• [SHORT PROBLEM A]
Answer these questions about the Attributor commit, one line each:
(i) What is the Differential Revision link?
(ii) Which file does the diff change?
(iii) Who are listed as reviewers?

• [PASSAGE TO READ]
## start

[Attributor] Add "free"-based heap2stack deduction

Summary:
If there is a unique free of the allocated that has to be reached from
the malloc, we can apply the heap-2-stack transformation even if the
pointer escapes.

Reviewers: hfinkel, sstefan1, uenoku

Subscribers: hiraditya, bollu, llvm-commits

Tags: #llvm

Differential Revision: https://reviews.llvm.org/D68958
diff --git a/llvm/lib/Transforms/IPO/Attributor.cpp b/llvm/lib/Transforms/IPO/Attributor.cpp
index 567ec78..11a4939 100644
--- a/llvm/lib/Transforms/IPO/Attributor.cpp
+++ b/llvm/lib/Transforms/IPO/Attributor.cpp
@@ -728,12 +728,10 @@
 
     SetVector<const Use *> NextUses;
 
+    auto EIt = Explorer.begin(CtxI), EEnd = Explorer.end(CtxI);
     for (const Use *U : Uses) {
       if (const Instruction *UserI = dyn_cast<Instruction>(U->getUser())) {
-        auto EIt = Explorer.begin(CtxI), EEnd = Explorer.end(CtxI);
-        bool Found = EIt.count(UserI);
-        while (!Found && ++EIt != EEnd)
-          Found = EIt.getCurrentInst() == UserI;
+        bool Found = Explorer.findInContextOf(UserI, EIt, EEnd);
         if (Found && Base::followUse(A, U, UserI))

## end

• [SHORT PROBLEM B] Rewrite the records from the line containing "Q: For each instance of the tall" down to the line containing "(564, 1008)", both included. Put "occurrence" in place of "instance" and leave everything else unchanged.

• [PROVIDED MATERIAL]
## start

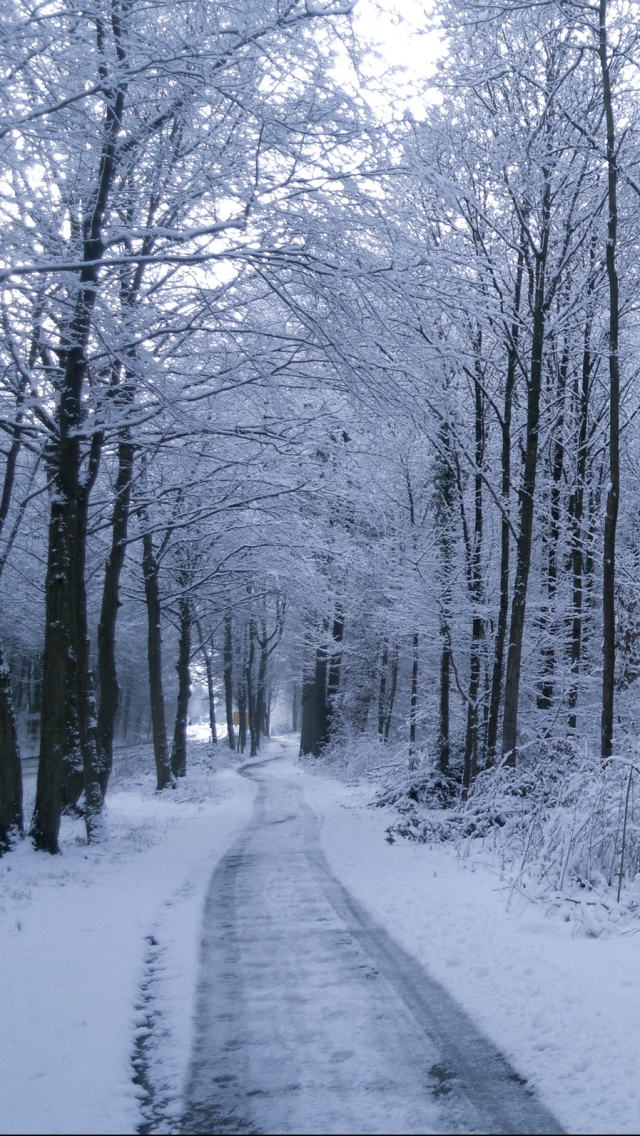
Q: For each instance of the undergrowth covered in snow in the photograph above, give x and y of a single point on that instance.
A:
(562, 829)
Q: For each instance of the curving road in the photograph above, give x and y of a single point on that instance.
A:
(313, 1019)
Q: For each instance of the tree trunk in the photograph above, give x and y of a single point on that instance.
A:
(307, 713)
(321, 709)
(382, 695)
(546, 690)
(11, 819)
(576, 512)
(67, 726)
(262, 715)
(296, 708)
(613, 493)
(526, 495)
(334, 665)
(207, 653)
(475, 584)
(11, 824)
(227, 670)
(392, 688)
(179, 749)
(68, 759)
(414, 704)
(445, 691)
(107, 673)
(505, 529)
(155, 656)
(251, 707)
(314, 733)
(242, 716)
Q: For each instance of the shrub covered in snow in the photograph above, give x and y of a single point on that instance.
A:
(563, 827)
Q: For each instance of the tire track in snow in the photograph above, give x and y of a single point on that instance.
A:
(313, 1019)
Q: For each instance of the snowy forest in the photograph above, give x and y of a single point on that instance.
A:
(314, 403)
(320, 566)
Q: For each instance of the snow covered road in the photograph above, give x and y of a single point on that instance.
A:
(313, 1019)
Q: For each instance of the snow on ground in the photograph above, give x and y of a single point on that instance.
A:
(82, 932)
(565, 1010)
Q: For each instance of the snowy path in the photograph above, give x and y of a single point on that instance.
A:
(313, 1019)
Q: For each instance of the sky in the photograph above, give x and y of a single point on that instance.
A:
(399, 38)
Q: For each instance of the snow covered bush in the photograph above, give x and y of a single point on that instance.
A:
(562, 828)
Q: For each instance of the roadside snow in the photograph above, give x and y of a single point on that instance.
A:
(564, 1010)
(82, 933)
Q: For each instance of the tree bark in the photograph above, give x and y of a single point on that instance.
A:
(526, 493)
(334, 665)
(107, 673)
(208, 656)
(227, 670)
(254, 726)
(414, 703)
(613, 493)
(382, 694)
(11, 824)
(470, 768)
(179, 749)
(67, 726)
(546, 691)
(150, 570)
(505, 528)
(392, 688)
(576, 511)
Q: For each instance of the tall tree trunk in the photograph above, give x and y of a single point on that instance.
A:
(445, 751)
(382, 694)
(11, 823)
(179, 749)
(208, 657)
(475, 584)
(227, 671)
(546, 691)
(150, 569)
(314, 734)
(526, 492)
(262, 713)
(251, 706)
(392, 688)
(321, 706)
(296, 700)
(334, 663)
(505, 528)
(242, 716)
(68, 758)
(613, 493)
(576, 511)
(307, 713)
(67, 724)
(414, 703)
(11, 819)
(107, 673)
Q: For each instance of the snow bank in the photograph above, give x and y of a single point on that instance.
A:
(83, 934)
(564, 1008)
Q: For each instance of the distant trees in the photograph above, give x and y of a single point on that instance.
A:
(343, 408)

## end

• [EXERCISE ANSWER A]
(i) https://reviews.llvm.org/D68958
(ii) llvm/lib/Transforms/IPO/Attributor.cpp
(iii) hfinkel, sstefan1, uenoku

• [EXERCISE ANSWER B]
Q: For each occurrence of the tall tree trunk in the photograph above, give x and y of a single point on that occurrence.
A:
(445, 751)
(382, 694)
(11, 823)
(179, 749)
(208, 657)
(475, 584)
(227, 671)
(546, 691)
(150, 569)
(314, 734)
(526, 492)
(262, 713)
(251, 706)
(392, 688)
(321, 706)
(296, 700)
(334, 663)
(505, 528)
(242, 716)
(68, 758)
(613, 493)
(576, 511)
(307, 713)
(67, 724)
(414, 703)
(11, 819)
(107, 673)
Q: For each occurrence of the snow bank in the photograph above, give x and y of a single point on that occurrence.
A:
(83, 934)
(564, 1008)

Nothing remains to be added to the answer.